- Task goal -
Can you convert the entries below into a JSON list of strings, one string for each line, with blank lines dropped? Leave the pictures out.

- Dataset records -

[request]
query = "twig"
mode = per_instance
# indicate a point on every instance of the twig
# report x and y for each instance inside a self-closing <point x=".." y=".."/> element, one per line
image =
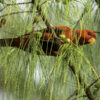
<point x="79" y="19"/>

- Completed task -
[
  "[request]",
  "query = \"twig\"",
  "mode = per_instance",
  "# indicate a point on every instance of the twig",
  "# report x and y for each instance inside a self-closing <point x=\"..\" y=\"..\"/> element, one per line",
  "image =",
  "<point x=\"79\" y=\"19\"/>"
]